Please return, character for character, everything from the very beginning of the entries down through the line containing "205], [24, 202]]]", including both that first line and that last one.

══════

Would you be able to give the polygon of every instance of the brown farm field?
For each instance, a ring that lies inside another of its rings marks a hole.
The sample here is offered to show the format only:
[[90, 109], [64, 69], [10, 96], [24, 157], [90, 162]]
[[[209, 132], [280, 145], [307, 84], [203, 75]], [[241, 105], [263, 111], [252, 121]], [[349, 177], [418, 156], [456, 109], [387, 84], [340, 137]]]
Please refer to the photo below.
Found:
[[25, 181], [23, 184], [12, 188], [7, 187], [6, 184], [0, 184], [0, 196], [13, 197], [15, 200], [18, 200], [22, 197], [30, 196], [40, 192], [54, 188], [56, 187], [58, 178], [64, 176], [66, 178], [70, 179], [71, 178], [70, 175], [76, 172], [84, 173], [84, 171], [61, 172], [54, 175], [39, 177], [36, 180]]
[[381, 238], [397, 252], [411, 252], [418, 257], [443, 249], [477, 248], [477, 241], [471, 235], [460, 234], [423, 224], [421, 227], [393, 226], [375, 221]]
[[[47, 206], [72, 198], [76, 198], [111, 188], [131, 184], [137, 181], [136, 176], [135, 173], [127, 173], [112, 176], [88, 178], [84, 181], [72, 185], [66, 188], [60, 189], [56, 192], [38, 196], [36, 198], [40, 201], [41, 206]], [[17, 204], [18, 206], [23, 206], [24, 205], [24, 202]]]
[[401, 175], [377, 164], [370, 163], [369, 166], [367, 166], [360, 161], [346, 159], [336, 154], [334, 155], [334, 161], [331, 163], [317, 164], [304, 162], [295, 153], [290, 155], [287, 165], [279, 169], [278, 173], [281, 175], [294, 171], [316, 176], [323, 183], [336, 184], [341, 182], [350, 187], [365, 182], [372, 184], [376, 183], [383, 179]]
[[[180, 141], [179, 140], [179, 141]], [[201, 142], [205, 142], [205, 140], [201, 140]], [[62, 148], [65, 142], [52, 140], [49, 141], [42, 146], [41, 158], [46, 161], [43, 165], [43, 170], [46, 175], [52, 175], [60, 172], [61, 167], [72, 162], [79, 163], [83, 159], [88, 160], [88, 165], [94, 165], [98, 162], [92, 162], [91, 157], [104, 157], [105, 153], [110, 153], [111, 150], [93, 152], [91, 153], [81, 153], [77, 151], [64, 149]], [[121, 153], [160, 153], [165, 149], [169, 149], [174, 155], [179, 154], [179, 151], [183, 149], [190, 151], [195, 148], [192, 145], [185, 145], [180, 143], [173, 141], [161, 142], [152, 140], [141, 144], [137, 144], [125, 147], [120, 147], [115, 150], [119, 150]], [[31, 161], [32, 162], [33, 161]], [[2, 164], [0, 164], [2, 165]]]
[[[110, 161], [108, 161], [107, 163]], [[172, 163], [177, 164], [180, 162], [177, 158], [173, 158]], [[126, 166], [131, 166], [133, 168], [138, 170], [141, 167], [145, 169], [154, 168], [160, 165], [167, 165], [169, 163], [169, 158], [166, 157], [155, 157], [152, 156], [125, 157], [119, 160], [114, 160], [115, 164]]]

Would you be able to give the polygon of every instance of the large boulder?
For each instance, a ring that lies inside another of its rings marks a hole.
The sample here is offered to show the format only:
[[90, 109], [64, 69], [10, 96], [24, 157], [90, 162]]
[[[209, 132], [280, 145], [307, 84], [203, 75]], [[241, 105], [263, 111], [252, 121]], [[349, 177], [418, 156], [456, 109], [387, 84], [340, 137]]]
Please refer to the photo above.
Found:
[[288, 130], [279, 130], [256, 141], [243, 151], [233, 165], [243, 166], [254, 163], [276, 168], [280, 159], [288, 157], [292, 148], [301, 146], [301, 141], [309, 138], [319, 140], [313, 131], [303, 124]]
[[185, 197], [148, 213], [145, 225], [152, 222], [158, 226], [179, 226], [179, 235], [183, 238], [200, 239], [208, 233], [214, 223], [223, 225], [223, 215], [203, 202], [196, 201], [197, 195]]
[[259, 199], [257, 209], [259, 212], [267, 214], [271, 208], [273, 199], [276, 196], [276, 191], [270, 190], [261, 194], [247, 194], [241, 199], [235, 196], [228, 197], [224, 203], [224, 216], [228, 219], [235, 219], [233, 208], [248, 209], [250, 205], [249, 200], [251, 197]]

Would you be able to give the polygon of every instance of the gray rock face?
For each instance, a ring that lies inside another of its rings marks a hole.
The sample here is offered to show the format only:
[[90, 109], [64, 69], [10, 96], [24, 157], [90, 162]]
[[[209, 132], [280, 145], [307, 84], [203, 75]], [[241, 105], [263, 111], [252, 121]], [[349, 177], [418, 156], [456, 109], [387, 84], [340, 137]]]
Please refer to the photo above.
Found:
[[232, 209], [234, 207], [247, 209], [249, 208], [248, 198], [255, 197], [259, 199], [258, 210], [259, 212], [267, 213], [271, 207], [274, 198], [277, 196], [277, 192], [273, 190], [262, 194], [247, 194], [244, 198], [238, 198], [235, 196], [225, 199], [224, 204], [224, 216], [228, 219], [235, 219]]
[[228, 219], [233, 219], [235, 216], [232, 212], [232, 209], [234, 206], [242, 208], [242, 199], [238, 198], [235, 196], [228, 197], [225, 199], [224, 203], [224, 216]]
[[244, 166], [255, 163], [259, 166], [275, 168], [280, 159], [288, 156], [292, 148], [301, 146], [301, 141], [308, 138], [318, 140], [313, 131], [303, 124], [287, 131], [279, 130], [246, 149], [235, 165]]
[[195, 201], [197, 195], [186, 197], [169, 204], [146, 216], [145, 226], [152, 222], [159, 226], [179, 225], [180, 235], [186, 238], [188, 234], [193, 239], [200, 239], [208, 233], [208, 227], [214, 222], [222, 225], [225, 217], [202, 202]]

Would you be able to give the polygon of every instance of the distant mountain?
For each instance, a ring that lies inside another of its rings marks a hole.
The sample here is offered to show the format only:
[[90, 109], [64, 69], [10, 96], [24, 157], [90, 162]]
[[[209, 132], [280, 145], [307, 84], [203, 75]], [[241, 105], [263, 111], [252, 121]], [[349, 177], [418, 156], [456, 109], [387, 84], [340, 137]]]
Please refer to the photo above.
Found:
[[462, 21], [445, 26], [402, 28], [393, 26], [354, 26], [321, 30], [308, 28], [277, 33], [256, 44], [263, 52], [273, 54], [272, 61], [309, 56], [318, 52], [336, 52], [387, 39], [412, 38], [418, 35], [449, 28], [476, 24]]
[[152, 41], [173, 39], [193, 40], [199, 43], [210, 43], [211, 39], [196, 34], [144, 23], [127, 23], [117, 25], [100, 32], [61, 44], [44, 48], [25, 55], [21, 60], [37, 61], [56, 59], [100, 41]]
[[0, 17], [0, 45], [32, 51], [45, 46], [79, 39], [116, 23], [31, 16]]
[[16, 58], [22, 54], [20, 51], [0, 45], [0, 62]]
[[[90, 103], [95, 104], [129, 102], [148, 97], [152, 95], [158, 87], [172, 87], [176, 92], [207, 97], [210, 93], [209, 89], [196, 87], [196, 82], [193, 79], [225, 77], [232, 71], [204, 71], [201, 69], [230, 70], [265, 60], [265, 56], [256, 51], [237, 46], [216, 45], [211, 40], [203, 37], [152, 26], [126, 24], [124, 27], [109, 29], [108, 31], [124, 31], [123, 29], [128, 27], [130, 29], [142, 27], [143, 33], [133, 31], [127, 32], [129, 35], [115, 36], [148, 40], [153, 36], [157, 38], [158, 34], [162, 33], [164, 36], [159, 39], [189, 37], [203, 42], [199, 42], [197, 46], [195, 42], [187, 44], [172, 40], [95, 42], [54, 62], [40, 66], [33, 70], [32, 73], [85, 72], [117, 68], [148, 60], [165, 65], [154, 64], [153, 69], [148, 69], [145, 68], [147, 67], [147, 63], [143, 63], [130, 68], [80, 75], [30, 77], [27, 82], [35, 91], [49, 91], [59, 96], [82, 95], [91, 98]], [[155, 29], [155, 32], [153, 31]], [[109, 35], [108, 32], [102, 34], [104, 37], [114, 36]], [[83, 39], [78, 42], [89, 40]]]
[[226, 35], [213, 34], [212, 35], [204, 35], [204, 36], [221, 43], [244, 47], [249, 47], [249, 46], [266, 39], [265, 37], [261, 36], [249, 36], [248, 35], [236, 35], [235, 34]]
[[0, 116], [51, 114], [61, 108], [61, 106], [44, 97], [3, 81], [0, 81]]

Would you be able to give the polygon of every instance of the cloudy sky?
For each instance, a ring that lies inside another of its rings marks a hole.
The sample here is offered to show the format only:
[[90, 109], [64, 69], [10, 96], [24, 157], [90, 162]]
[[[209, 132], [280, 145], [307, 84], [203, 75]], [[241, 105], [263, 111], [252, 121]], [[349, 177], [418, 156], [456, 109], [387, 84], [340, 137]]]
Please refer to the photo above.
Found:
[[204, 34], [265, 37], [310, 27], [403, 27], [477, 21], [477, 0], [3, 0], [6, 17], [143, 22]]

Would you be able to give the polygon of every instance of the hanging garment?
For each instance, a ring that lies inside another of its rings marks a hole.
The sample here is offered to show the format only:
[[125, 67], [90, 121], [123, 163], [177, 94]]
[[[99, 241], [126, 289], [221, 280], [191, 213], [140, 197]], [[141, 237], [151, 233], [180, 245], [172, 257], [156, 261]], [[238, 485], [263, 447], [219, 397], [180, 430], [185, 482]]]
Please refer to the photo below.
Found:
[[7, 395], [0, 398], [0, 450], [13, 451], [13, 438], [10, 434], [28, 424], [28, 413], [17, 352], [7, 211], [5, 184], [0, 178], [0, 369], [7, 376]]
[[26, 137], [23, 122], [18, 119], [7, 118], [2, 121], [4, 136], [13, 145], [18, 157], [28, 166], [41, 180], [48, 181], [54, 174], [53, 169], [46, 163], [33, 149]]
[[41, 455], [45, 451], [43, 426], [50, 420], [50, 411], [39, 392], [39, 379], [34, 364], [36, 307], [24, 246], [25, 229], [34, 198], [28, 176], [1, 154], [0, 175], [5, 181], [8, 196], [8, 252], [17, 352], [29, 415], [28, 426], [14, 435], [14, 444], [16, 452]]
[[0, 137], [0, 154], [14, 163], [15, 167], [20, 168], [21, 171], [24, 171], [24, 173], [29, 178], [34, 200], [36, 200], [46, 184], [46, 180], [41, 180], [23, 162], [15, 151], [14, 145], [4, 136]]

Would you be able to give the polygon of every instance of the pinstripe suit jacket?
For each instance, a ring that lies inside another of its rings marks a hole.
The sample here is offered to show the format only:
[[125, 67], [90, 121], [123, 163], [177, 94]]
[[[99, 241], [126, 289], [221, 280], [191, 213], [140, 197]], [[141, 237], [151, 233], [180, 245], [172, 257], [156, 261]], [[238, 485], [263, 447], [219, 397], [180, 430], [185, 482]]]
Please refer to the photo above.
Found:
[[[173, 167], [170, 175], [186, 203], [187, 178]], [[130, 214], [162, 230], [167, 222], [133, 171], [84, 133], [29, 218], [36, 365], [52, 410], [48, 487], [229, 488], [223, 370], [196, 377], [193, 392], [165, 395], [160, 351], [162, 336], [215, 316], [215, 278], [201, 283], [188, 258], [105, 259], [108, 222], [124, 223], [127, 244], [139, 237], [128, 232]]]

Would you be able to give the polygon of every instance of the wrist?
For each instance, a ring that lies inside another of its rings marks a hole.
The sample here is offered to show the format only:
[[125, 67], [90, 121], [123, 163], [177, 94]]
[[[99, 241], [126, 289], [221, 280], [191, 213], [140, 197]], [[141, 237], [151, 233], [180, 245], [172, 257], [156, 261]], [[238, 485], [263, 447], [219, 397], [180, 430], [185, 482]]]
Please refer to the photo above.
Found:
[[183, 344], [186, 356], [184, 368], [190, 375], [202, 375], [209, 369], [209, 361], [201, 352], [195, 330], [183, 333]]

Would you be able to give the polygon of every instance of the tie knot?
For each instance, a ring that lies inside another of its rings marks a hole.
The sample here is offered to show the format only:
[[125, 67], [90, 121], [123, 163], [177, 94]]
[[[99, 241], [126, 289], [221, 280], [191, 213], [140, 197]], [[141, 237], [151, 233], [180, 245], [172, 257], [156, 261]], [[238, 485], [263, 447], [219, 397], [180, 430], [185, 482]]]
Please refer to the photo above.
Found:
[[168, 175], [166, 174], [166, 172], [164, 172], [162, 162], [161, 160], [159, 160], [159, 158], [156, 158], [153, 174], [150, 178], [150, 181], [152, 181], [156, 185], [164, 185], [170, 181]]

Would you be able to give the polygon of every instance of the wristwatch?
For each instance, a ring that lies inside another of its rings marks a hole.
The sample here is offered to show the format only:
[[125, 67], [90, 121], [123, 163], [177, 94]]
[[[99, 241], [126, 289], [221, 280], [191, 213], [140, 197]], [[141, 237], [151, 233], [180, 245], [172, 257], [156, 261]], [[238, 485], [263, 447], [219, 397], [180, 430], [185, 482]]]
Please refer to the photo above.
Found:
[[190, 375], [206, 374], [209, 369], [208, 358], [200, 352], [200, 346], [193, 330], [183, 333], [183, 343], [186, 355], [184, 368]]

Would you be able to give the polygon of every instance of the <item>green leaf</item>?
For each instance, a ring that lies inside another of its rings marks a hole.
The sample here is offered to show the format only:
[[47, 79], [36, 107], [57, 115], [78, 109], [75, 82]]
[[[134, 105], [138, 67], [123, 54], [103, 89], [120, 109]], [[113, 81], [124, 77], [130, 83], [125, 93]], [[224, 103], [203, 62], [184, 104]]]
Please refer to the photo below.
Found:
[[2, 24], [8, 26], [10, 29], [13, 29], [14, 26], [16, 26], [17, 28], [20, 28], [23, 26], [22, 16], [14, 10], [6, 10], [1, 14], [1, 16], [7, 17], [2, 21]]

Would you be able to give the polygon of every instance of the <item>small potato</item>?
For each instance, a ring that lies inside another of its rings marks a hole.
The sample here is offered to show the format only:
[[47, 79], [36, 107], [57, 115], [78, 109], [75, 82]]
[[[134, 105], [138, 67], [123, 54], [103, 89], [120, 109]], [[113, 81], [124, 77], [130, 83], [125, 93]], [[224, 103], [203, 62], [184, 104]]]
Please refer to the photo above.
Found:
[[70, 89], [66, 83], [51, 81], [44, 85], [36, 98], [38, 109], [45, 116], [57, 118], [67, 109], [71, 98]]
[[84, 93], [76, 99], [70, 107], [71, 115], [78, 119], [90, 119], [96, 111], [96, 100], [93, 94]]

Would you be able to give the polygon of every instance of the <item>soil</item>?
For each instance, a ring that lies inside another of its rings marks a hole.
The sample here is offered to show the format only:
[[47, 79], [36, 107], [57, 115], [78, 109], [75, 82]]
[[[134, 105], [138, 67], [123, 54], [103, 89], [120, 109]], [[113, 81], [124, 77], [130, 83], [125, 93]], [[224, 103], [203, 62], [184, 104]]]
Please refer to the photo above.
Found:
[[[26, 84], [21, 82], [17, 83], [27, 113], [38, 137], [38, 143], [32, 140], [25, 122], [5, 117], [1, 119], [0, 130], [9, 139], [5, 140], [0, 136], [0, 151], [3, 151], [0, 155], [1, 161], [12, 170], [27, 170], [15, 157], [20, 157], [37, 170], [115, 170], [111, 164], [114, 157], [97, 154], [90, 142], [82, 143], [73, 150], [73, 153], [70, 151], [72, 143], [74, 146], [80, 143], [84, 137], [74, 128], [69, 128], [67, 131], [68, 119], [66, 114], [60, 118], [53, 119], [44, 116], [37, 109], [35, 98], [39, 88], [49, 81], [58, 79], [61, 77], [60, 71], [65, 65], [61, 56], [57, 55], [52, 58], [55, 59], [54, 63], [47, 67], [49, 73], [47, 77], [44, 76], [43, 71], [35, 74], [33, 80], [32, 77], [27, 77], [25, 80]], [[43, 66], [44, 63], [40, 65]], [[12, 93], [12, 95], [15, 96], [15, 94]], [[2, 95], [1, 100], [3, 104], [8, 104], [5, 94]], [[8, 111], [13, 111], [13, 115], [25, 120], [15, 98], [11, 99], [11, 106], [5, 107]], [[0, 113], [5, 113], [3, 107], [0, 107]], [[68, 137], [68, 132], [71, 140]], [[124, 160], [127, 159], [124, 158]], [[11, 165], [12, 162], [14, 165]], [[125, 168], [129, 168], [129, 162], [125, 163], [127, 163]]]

══════

> **RESPONSE TO THE TASK**
Would you be able to give the polygon of every instance of the brown farm field?
For each instance, a ring that lies inside another of its rings marks a hole.
The sample here is offered to show the format only:
[[90, 109], [64, 69], [10, 96], [24, 157], [90, 162]]
[[[209, 132], [280, 145], [307, 84], [203, 75]], [[241, 105], [263, 111], [252, 121]], [[349, 177], [418, 156], [456, 109], [387, 84], [340, 137]]]
Please refer to the photo below.
Found:
[[25, 181], [23, 184], [12, 188], [7, 187], [6, 184], [0, 184], [0, 196], [13, 197], [15, 200], [18, 200], [22, 197], [30, 196], [40, 192], [54, 188], [56, 187], [58, 178], [64, 176], [66, 178], [70, 179], [71, 178], [70, 175], [76, 172], [84, 173], [84, 171], [61, 172], [54, 175], [39, 177], [36, 180]]
[[381, 238], [397, 252], [411, 252], [418, 257], [443, 249], [477, 248], [477, 241], [471, 235], [460, 234], [423, 224], [421, 227], [393, 226], [375, 221]]
[[[47, 206], [72, 198], [76, 198], [111, 188], [131, 184], [137, 181], [136, 176], [135, 173], [127, 173], [112, 176], [88, 178], [84, 181], [72, 185], [66, 188], [60, 189], [56, 192], [38, 196], [36, 198], [40, 201], [41, 206]], [[17, 204], [18, 206], [23, 206], [24, 205], [24, 202]]]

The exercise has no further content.